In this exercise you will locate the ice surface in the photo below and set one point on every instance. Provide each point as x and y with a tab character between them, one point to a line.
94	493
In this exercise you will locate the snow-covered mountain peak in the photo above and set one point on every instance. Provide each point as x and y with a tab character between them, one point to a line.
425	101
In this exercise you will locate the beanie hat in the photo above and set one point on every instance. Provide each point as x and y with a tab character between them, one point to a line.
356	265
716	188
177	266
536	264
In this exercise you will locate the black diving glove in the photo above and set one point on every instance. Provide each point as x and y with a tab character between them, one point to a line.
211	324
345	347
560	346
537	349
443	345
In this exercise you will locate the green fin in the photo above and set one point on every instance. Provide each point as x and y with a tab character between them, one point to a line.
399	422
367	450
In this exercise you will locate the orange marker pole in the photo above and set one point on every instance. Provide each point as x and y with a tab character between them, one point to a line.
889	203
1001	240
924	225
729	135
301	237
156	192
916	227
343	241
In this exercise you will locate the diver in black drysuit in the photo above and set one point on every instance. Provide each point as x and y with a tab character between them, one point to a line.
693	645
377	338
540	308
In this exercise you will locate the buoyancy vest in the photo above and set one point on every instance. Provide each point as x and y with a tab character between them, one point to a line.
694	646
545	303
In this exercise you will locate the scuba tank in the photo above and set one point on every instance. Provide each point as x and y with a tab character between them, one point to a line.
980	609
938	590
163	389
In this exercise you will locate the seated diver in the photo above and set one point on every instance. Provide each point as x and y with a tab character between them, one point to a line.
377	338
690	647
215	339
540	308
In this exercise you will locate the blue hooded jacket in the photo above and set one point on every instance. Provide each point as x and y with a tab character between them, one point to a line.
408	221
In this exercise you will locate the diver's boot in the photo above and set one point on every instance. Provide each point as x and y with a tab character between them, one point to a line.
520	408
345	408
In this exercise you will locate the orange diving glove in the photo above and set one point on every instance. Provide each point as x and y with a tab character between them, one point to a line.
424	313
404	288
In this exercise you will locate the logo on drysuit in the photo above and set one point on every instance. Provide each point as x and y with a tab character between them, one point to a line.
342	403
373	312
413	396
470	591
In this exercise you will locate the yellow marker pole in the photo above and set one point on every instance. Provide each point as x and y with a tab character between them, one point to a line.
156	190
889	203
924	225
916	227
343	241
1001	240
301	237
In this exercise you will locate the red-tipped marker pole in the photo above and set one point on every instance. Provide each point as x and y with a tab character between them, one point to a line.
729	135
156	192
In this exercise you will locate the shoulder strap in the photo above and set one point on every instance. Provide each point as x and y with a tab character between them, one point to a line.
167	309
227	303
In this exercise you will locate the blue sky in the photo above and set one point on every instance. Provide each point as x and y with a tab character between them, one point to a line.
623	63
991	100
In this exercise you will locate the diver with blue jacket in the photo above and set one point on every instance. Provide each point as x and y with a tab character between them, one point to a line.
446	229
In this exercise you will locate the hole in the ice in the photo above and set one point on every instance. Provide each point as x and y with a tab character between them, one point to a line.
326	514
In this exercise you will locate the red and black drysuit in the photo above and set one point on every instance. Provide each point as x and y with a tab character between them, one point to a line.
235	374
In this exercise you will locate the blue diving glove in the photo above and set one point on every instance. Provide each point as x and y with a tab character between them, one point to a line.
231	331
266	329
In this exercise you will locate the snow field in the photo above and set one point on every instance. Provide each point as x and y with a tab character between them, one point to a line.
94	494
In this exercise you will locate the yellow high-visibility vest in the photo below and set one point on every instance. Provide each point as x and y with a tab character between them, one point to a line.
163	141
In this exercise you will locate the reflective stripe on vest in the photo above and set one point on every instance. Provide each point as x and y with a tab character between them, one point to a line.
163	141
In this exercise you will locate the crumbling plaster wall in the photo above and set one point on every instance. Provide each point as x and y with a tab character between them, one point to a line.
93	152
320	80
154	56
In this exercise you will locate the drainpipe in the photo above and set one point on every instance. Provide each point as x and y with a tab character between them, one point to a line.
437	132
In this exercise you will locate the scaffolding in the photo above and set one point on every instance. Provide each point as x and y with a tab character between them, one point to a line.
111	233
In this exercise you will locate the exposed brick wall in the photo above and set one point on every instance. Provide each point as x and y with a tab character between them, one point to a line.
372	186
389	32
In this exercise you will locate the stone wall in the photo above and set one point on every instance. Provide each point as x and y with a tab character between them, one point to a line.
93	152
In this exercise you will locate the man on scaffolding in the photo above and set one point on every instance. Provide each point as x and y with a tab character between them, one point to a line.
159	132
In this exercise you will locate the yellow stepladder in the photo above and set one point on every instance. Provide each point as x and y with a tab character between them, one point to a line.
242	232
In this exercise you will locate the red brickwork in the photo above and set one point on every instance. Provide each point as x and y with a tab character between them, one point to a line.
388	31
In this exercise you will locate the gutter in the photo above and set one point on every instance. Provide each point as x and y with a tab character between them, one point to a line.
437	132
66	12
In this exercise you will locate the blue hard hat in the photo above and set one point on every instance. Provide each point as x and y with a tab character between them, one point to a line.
****************
◆ Stated problem ◆
Please quote every record above exactly as it appears.

◆ Full answer ◆
In this exercise you will locate the ice surface in the photo below and set one point on every instance. Provide each point as x and y with a tab character between them, one point to a line.
94	493
In this exercise you will locate the snow-covered mountain peak in the photo above and set one point on every instance. Provide each point as x and y with a tab character between them, one point to a line.
425	101
In this exercise you will locate the beanie hat in the photo above and set one point on every instance. Provide each point as x and y with a tab character between them, one point to a line.
356	265
716	188
177	266
536	264
In this exercise you will locate the black diving glove in the photo above and set one point on every instance. Provide each point as x and y with a tab character between them, one point to a line.
211	324
345	347
560	346
537	349
443	345
In this exercise you will locate the green fin in the photo above and set one point on every instance. Provide each point as x and y with a tab character between them, one point to a line.
399	422
367	450
In this exercise you will locate the orange marker pole in the photo above and set one point on every instance. Provide each point as x and y with a tab character between them, one point to a line.
889	203
1001	240
924	225
729	135
301	237
156	192
916	227
343	241
In this exercise you will locate the diver in black drysuit in the photo above and set one point on every instance. Provide each point as x and y with a tab character between them, one point to a line.
693	645
377	338
540	308
In this exercise you will locate the buoyancy vest in the photo above and set one point on every instance. Provide each point as x and y with a tab character between them, one point to a line.
694	646
545	303
In this exercise you will locate the scuba tank in the photo above and set one point on every instance. Provide each point as x and y with a tab character between them, one point to a line.
980	609
938	590
163	389
In this exercise you will locate the seated diver in the photo above and set one point on every instance. Provide each point as x and y with a tab character between them, one point to a line.
377	338
690	647
215	339
540	308
In this exercise you will locate the blue hooded jacket in the photo above and set one point on every instance. Provide each point as x and y with a tab character between them, one point to a line.
408	221
In this exercise you will locate the diver's boot in the photo above and set one point on every instance. Provide each point as x and y with a tab character between them, one point to a line.
520	408
345	408
In this exercise you will locate the orange diving glove in the photo above and set one point on every instance. Provide each point as x and y with a tab character between them, one point to a line.
424	313
404	288
In this exercise you will locate the logo on drysuit in the photo above and set one point on every instance. Provide each point as x and y with a tab character between them, one point to a line.
342	403
373	312
413	396
470	591
In this exercise you will locate the yellow marker pole in the photo above and set one point on every instance. Provide each point as x and y with a tab character between them, one point to a line.
156	190
889	203
924	225
916	227
343	241
1001	240
301	237
In this exercise you will locate the red-tipped marker pole in the photo above and set one point on every instance. Provide each point as x and y with a tab character between them, one point to a line.
729	135
156	192
In this exercise you will locate the shoulder strap in the photo above and set one point on every instance. Provide each point as x and y with a tab character between them, one point to a line.
167	309
227	303
In this exercise you will locate the blue sky in the photo above and set one point on every instance. Provide each point as x and y with a tab character between them, one point to a line.
623	63
991	100
In this exercise you will locate the diver with blue jacket in the photo above and set one point on every instance. Provide each point as x and y with a tab character between them, one point to a line.
446	229
In this exercise you will locate the hole in the ice in the photo above and set one point on every instance. Provide each point as x and y with a tab character between them, one point to a line.
326	514
In this exercise you will locate the red and black drysuit in the photo above and set one point on every instance. Provide each point as x and y with a tab character between them, one point to a line.
235	374
In this exercise you will locate the blue diving glove in the photo above and set one point on every instance. Provide each point as x and y with a tab character between them, one point to a line.
231	331
266	329
In this exercise you will locate the snow field in the photo above and set one point on every instance. Provide each point as x and y with a tab character between them, one point to a line.
94	494
In this exercise you will locate the yellow high-visibility vest in the photo below and set one point on every instance. Provide each point as x and y with a tab character between them, one point to a line.
163	141
In this exercise you will locate the reflective stripe on vest in the photo above and set one point on every instance. Provide each point as x and y with a tab character between them, one point to a line.
163	141
In this exercise you will locate the crumbling plaster wall in the photo above and set one point on every instance. Provide each point as x and y with a tab character between them, one point to a line.
93	152
320	80
154	56
In this exercise you will locate the drainpipe in the photo above and set one point on every instance. Provide each point as x and y with a tab character between them, one point to a line.
437	132
In this exercise you will locate the scaffolding in the photo above and set one point on every instance. Provide each point as x and y with a tab character between them, one point to a line.
111	233
In this exercise you will locate the exposed brick wall in the photo above and set one point on every instance. Provide each point as x and y with a tab character between them, one point to a line.
372	186
389	32
In this exercise you will locate the stone wall in the photo above and set one point on every instance. Provide each point as x and y with a tab character between them, one point to a line.
93	152
In this exercise you will locate the man on scaffolding in the photo above and set one point on every instance. Provide each point as x and y with a tab character between them, one point to a line.
159	132
In this exercise you will locate the yellow stepladder in the photo above and set one point on every instance. Provide each point as x and y with a tab character between them, one point to a line.
242	232
In this exercise you will locate the red brickwork in the photo above and set one point on every instance. Provide each point as x and y with a tab character between them, one point to a line.
388	31
In this exercise you will locate the gutter in the photo above and set one point on every instance. Provide each point as x and y with a tab character between them, one point to a line.
437	132
66	12
In this exercise you will locate the blue hard hat in the photo above and set one point on every instance. Provide each point as x and y with a tab character between them, one point to a line.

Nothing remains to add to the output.